*EXERCISE BRIEF*: Output the material beneath exactly, leaving nothing out.

# START OF RECORDED INFORMATION

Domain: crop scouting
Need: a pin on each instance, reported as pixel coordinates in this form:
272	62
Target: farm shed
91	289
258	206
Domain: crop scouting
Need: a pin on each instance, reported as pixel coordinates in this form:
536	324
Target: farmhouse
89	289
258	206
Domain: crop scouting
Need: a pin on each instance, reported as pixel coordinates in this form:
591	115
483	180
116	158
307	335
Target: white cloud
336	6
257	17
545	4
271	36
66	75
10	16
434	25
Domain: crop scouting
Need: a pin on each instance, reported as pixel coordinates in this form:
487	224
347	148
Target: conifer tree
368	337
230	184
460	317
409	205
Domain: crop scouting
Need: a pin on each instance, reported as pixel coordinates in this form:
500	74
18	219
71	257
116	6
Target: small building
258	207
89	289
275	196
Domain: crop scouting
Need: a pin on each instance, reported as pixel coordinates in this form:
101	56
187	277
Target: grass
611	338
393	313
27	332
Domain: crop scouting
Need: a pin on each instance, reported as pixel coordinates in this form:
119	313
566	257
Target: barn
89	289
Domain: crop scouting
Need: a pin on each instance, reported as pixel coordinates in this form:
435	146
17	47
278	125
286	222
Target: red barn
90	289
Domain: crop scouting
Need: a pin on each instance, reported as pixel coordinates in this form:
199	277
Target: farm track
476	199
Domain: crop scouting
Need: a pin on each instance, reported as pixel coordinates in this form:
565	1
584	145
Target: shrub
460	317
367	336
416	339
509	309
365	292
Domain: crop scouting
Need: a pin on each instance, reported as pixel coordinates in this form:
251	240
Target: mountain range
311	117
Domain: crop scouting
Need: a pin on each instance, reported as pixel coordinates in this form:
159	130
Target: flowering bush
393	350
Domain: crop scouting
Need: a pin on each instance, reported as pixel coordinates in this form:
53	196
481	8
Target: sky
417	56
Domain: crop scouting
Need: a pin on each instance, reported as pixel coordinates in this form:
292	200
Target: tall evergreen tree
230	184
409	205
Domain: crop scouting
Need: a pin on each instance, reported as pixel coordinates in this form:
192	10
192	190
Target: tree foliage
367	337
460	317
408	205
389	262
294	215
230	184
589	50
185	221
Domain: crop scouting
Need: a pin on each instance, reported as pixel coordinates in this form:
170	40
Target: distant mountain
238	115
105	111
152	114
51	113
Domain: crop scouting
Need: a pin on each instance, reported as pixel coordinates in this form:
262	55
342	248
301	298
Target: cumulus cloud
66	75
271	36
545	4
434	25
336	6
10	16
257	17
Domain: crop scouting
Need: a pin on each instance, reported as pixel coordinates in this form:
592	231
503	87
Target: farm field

# END OF RECORDED INFORMATION

*OUTPUT FOR THIS EXERCISE*:
Domain: crop scouting
Need: a pin on each instance, reported as pixel coordinates in this form:
272	62
Target: farm shed
91	289
258	206
Domain: crop scouting
Need: a pin on each instance, reported as pixel coordinates in this form:
536	324
Target: farmhouse
89	289
258	206
Domain: crop scouting
Need: a pin on each instance, reported as pixel coordinates in this form:
591	115
483	180
116	158
307	335
Target: white cloud
336	6
257	17
545	4
271	36
66	75
10	16
434	25
Domain: crop scouting
Need: a pin on each instance, reported as pixel coordinates in this form:
487	224
347	148
Target: conifer tree
368	337
230	184
460	317
409	205
Domain: crop scouting
Need: a pin on each instance, reported as pixel coordinates in this form:
500	74
18	219
71	257
116	6
Target: small building
258	207
89	289
275	196
Domain: crop scouting
Need: a pin on each instance, reported as pixel coordinates in this form:
101	56
187	277
Target: grass
611	338
393	313
27	332
Domain: crop scouting
Need: a pin on each instance, reported as pixel coordinates in this form:
119	313
566	257
Target: barn
89	289
Domain: crop scouting
Need: a pin on each instance, reported as pixel coordinates in this form:
435	146
17	47
278	125
286	222
Target: red barn
90	289
Domain: crop scouting
Need: a pin on each instance, reported as pixel coordinates in this form:
199	277
Target: farm track
476	199
Domain: crop scouting
Need: a pin on each instance, reported as pixel coordinates in this form:
565	1
584	145
Target: shrub
460	317
367	336
416	339
509	309
365	292
Domain: crop scouting
Need: a pin on each instance, reported as pixel coordinates in this form:
251	240
Target: mountain range
311	117
Domain: crop scouting
Need: a pin on each instance, reported as pixel coordinates in this form:
159	130
Target: flowering bush
393	350
Domain: crop scouting
Need: a pin on each instance, reported as pixel coordinates in this form:
53	196
481	8
Target: sky
417	56
Domain: crop scouting
Need: a pin on each instance, reported as pixel coordinates in this form:
292	200
Target: tall evergreen tree
230	184
409	205
Domain: crop scouting
Need: a pin on each instance, reported as pixel coordinates in this form:
192	10
192	190
Target: tree foliage
367	337
460	317
408	205
389	262
294	215
230	184
589	50
185	221
Domain: crop scouting
Need: a pin on each instance, reported as pixel coordinates in this form:
170	40
Target: distant mountain
238	115
105	111
152	114
51	113
Domain: crop scouting
Need: a pin on each instance, reported as pixel coordinates in this form:
262	55
342	248
301	298
Target: cumulus cloud
66	75
271	36
545	4
434	25
336	6
10	16
257	17
Domain: crop scouting
Need: a pin on each instance, reported as pixel coordinates in this form:
592	231
503	87
Target: farm field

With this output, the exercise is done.